> YOUR INSTRUCTIONS
Starting at the line that contains "Greenhouse-scouting request: tag the sign reading stop" and ending at the last line of the records, write out every line again, requests included. Shift each coordinate in the answers by adding 66 to every number.

# SOURCE MATERIAL start

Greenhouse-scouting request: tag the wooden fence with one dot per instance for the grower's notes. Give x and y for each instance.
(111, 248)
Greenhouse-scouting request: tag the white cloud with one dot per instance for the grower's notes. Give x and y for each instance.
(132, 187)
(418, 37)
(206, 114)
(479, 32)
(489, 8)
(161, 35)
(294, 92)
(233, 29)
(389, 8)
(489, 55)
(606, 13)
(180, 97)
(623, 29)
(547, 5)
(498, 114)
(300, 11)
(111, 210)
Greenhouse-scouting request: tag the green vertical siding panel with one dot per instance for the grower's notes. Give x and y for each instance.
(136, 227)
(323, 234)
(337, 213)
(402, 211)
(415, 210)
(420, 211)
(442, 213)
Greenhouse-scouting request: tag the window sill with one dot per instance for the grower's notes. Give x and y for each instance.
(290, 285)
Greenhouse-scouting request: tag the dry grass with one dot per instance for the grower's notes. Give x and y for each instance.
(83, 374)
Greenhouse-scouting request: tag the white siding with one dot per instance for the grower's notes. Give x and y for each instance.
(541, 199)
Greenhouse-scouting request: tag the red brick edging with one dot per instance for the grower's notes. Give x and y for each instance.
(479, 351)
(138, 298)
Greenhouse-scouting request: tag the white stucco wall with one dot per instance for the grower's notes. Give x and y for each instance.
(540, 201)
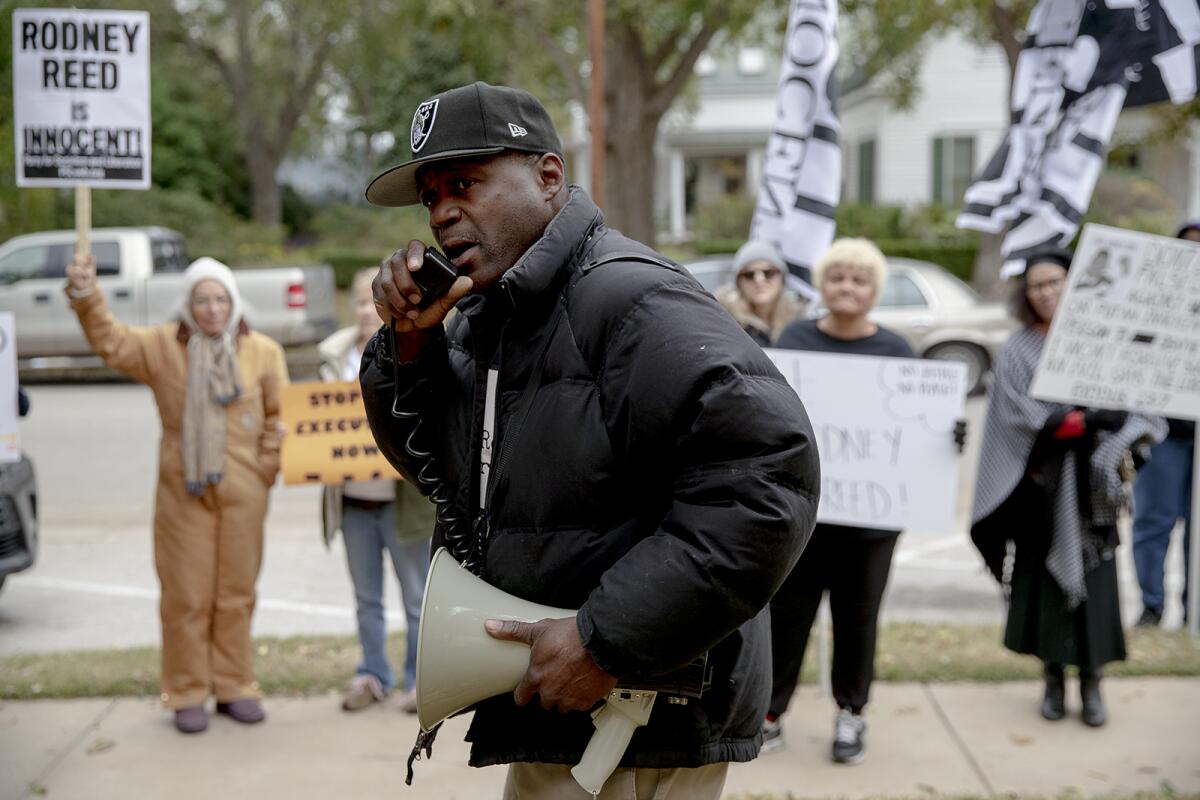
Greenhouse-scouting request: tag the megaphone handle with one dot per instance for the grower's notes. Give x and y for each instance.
(616, 722)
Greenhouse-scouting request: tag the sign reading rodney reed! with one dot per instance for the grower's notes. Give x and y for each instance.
(82, 97)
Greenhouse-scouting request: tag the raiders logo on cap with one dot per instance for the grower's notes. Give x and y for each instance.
(423, 124)
(472, 121)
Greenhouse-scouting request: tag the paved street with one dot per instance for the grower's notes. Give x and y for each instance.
(94, 585)
(924, 739)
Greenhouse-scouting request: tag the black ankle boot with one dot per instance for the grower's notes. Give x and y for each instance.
(1093, 704)
(1053, 702)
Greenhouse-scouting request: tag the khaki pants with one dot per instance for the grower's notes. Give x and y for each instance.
(208, 552)
(555, 782)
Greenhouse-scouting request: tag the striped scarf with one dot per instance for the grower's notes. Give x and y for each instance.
(1014, 421)
(211, 385)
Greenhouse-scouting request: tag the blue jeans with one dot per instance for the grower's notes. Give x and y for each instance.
(367, 534)
(1162, 494)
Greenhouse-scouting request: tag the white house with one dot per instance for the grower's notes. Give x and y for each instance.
(929, 151)
(714, 142)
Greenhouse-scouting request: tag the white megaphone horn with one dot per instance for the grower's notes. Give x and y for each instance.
(459, 663)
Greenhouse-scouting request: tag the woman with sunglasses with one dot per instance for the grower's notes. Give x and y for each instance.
(757, 300)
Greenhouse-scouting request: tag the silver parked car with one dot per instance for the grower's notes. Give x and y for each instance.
(940, 314)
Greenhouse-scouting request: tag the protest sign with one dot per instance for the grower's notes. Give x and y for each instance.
(82, 97)
(1127, 331)
(885, 434)
(10, 441)
(328, 439)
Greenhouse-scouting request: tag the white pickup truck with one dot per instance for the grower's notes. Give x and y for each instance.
(141, 272)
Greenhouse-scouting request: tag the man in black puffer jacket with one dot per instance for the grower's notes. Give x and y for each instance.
(645, 462)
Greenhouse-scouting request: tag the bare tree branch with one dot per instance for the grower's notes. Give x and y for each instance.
(667, 90)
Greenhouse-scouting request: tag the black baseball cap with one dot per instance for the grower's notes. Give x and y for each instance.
(475, 120)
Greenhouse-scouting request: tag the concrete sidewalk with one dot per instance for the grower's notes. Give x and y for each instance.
(978, 739)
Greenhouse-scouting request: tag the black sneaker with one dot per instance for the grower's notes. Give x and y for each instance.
(772, 737)
(847, 737)
(1150, 618)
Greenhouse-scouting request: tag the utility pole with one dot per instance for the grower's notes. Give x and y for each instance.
(595, 101)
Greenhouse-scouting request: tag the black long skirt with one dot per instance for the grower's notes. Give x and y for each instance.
(1039, 623)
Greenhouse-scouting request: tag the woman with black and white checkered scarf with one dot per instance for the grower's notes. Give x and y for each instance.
(1050, 483)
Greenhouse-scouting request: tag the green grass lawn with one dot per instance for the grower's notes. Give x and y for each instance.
(316, 665)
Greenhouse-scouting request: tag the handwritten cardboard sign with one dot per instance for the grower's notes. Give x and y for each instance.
(328, 439)
(885, 432)
(1127, 331)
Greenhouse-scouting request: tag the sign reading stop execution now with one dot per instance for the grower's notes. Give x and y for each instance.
(328, 439)
(82, 97)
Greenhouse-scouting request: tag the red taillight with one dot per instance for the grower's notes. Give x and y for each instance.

# SOURCE MATERIAL end

> TASK OUTPUT
Greenhouse-scouting request: tag the sign reading stop execution now with one dot per instance for the grower's notes. Give x and y for each instance.
(394, 505)
(148, 163)
Greenhouse-scouting request: tag the red taillight with one dot per instance for the grower's notes. Give x and y for each instance.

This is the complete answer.